● Stated task A:
List every organization named in the article below about Art Cashin's view of interest rates.

Closely followed trader Art Cashin said Thursday that he is still skeptical about the Federal Reserve raising interest rates again this year.
Cashin, in an interview with CNBC, said U.S. economic data doesn’t show him the strength he needs to see and doesn’t help the Fed’s case for additional hikes.
Still, the central bank reiterated its federal funds rate forecast earlier this month, saying it still expects its benchmark rate to reach 1.4 percent by the end of 2017.
But “what I’m seeing in the market in Europe is impressive even with Draghi trying to back down from his point that inflation is no longer a threat by saying he has to keep the easing in place,” Cashin, UBS’ director of floor operations at the New York Stock Exchange, said on “Squawk on the Street.”
Cashin was referring to comments by European Central Bank President Mario Draghi atthe ECB forum in Sintra, Portugal, on Tuesday, speaking on strengthening and broadening recovery in the euro zone.
He said: “The threat of deflation is gone and reflationary forces are at play,” sending European bond yields higher and dragging their U.S. counterparts with them.

● Raw records:
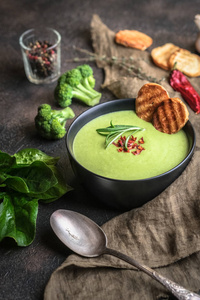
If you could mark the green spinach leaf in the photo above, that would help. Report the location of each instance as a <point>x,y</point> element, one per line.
<point>29,155</point>
<point>18,218</point>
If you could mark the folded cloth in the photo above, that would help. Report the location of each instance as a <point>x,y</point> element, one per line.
<point>163,234</point>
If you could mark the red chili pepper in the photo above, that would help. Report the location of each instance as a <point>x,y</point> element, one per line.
<point>182,85</point>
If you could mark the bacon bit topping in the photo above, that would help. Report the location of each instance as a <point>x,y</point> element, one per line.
<point>120,144</point>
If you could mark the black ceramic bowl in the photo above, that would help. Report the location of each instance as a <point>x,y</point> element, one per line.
<point>122,194</point>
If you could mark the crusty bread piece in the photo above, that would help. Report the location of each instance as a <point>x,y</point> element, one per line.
<point>170,116</point>
<point>161,55</point>
<point>186,62</point>
<point>150,96</point>
<point>133,39</point>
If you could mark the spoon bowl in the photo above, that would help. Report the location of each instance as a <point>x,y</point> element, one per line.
<point>86,238</point>
<point>78,233</point>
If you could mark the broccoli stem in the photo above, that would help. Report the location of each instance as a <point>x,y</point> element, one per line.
<point>63,115</point>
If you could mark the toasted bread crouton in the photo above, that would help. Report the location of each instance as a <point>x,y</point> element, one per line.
<point>170,116</point>
<point>161,55</point>
<point>186,62</point>
<point>150,96</point>
<point>133,39</point>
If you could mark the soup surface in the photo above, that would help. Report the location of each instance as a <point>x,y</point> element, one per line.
<point>162,151</point>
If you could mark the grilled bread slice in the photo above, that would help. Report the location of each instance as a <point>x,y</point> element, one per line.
<point>170,116</point>
<point>150,96</point>
<point>133,39</point>
<point>161,55</point>
<point>186,62</point>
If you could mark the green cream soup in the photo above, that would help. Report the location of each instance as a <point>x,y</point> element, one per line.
<point>162,151</point>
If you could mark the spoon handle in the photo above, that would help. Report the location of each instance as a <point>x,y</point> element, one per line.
<point>178,291</point>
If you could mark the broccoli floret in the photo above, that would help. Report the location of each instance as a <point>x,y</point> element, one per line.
<point>63,94</point>
<point>50,123</point>
<point>77,83</point>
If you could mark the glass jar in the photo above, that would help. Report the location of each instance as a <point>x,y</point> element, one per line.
<point>41,54</point>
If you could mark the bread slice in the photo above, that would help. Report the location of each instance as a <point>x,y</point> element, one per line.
<point>133,39</point>
<point>150,96</point>
<point>186,62</point>
<point>161,55</point>
<point>170,116</point>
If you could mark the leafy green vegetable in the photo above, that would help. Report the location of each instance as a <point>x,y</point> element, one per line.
<point>18,218</point>
<point>113,132</point>
<point>25,178</point>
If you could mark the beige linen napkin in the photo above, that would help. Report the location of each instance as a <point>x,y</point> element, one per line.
<point>163,234</point>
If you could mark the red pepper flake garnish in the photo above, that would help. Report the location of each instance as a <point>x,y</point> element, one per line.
<point>182,85</point>
<point>141,141</point>
<point>137,152</point>
<point>120,144</point>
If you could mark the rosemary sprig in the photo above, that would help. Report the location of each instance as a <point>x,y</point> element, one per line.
<point>113,132</point>
<point>126,63</point>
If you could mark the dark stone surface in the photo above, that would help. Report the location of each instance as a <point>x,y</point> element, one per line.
<point>24,272</point>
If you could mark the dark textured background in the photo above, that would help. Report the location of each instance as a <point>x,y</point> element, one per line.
<point>24,272</point>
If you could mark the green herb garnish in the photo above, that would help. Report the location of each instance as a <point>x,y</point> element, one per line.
<point>115,131</point>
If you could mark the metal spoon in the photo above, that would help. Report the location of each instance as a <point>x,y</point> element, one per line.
<point>86,238</point>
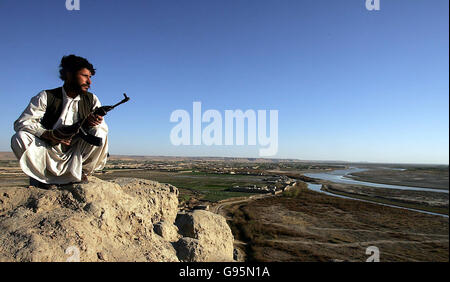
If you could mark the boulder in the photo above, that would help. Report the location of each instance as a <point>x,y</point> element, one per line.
<point>211,232</point>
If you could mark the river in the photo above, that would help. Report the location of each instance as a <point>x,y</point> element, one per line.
<point>338,176</point>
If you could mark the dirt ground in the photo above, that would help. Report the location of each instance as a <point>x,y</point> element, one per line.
<point>424,177</point>
<point>309,226</point>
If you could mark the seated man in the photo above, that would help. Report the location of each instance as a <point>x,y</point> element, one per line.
<point>45,159</point>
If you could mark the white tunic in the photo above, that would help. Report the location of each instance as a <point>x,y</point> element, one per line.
<point>53,164</point>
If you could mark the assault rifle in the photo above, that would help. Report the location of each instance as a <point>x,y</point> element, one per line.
<point>79,129</point>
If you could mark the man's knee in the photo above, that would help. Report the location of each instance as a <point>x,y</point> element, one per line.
<point>20,142</point>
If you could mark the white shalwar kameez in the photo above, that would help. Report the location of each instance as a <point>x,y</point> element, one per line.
<point>57,164</point>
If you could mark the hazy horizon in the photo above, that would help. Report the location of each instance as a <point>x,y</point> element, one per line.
<point>348,83</point>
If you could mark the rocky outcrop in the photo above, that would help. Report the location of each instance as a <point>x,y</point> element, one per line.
<point>126,219</point>
<point>208,237</point>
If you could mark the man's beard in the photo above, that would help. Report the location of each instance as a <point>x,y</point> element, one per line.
<point>77,88</point>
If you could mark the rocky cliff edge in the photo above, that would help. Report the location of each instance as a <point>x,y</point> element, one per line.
<point>126,219</point>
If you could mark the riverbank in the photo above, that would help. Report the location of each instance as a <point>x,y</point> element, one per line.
<point>419,200</point>
<point>310,226</point>
<point>436,178</point>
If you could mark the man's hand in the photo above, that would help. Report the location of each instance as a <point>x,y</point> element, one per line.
<point>94,120</point>
<point>49,137</point>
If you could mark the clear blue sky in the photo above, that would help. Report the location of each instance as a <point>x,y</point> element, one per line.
<point>349,84</point>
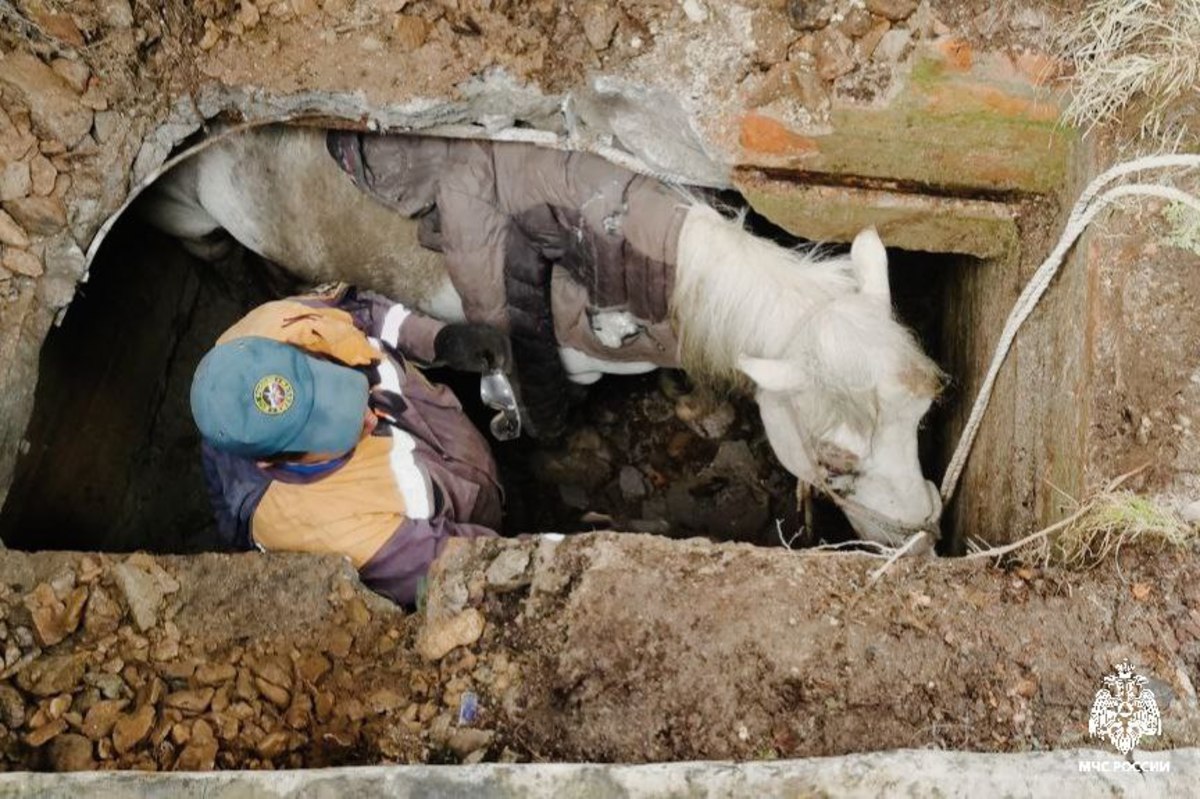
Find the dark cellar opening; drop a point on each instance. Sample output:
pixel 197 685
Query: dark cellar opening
pixel 111 457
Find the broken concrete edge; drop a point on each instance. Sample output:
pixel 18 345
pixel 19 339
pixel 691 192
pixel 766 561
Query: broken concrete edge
pixel 918 222
pixel 913 773
pixel 955 119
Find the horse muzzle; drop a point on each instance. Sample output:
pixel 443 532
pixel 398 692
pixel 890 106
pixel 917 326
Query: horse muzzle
pixel 892 532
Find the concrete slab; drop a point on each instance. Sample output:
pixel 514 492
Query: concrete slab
pixel 904 773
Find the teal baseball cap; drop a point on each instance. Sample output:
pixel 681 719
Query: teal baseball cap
pixel 256 397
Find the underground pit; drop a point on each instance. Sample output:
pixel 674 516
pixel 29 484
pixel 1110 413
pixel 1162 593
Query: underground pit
pixel 111 456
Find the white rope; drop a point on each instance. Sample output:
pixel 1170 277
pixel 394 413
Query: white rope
pixel 1090 203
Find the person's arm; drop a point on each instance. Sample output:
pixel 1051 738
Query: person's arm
pixel 235 487
pixel 461 346
pixel 402 563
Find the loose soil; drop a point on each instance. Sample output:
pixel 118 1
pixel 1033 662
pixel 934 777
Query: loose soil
pixel 604 647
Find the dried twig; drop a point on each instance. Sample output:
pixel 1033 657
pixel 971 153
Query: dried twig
pixel 913 540
pixel 1084 509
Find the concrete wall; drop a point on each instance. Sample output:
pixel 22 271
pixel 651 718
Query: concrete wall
pixel 935 120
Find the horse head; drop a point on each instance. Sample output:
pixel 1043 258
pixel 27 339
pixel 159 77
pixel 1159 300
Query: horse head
pixel 843 403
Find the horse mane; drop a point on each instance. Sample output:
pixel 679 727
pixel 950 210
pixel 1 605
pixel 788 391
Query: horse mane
pixel 847 349
pixel 738 294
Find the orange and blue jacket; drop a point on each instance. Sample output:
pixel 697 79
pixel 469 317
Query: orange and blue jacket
pixel 424 476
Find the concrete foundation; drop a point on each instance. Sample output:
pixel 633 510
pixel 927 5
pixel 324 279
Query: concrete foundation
pixel 905 773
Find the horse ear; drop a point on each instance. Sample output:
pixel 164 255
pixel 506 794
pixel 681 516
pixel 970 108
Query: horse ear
pixel 772 374
pixel 870 260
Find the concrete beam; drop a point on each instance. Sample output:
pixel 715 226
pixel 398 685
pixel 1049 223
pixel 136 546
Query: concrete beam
pixel 922 222
pixel 903 773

● Stated task B:
Count how many lines of the listing above contain the string "slab" and give only that number. Case counts.

● Full solution A:
Federal Reserve
CNBC
UBS
New York Stock Exchange
European Central Bank

● Full solution B:
2